Não nos vamos
esquecer do Haiti
Em 2014,
completam-se dez anos de presença da Missão de Paz das Nações Unidas no
Haiti e quatro anos do terremoto que devastou e agravou a frágil
situação deste que é o país mais pobre da América Latina.
Grandes
crises institucionais e catástrofes naturais levam países às manchetes
em todo o mundo e despertam durante algum tempo a atenção da imprensa
internacional e dos governantes. Mas depois, sobretudo se o país
vitimado é pobre e periférico, sem peso no jogo geopolítico global, os
holofotes apagam-se, as notícias tornam-se cada vez mais raras, o clamor
de solidariedade arrefece e boa parte das promessas de apoio são
esquecidas. Até porque a reconstrução das áreas atingidas e a solução
real dos problemas das suas populações não acontece, obviamente, na
mesma velocidade com que as notícias são difundidas na internet e na
televisão. Exige uma atuação paciente e continuada, com inevitáveis
altos e baixos, ao longo de anos, que vá muito além do socorro
humanitário. E isso supõe um forte compromisso ético e político dos
países envolvidos.

• Objetivos:
• A. Edite o texto sobre o Haiti começando em "Não nos vamos" e seguindo até "da América Latina.", com "terremoto" substituído por "sismo".
• B. Prossiga com o texto sobre o Haiti a partir do ponto em que ele termina.

• Dados:
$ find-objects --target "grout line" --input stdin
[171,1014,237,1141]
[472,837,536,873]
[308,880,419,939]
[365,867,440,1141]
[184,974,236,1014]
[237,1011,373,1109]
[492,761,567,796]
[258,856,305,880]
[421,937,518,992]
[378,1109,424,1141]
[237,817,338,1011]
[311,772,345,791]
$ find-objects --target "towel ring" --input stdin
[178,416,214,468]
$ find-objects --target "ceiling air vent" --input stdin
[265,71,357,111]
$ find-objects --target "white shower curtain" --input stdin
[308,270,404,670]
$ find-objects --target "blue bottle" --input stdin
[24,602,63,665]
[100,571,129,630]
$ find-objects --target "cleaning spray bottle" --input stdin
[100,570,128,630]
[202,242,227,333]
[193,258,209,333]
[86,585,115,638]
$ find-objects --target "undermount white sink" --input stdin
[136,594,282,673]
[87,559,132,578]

• Respostas por tarefa:
• A.
Não nos vamos
esquecer do Haiti
Em 2014,
completam-se dez anos de presença da Missão de Paz das Nações Unidas no
Haiti e quatro anos do sismo que devastou e agravou a frágil
situação deste que é o país mais pobre da América Latina.

• B.
Vale a pena lembrar que, no primeiro semestre
de 2004, o Haiti sofreu uma gravíssima crise política que resultou na
queda do Presidente Jean-Bertrand Aristide e na disputa pelo poder entre
diversos grupos armados, sacrificando brutalmente a população civil. A
violência e os atentados aos direitos humanos generalizaram-se. Gangues
de delinquentes passaram a agir livremente em Porto-Príncipe,
apoderando-se inclusive de prédios e órgãos públicos. Alguns dos maiores
bairros da capital, como Bel-Air e Cité Soleil, foram completamente
dominados por fações criminosas. Na prática, o Estado democrático entrou
em colapso, incapaz de garantir condições mínimas de segurança e
estabilidade para que o país continuasse a funcionar.
A pedido do
Governo haitiano, e com base em resolução do Conselho de Segurança, a
ONU decidiu enviar ao país uma Missão de Paz e Estabilização - a
MINUSTAH. Um general brasileiro comanda a componente militar da missão,
que conta com soldados de dezenas de países e é integrada
maioritariamente por tropas de nações sul-americanas.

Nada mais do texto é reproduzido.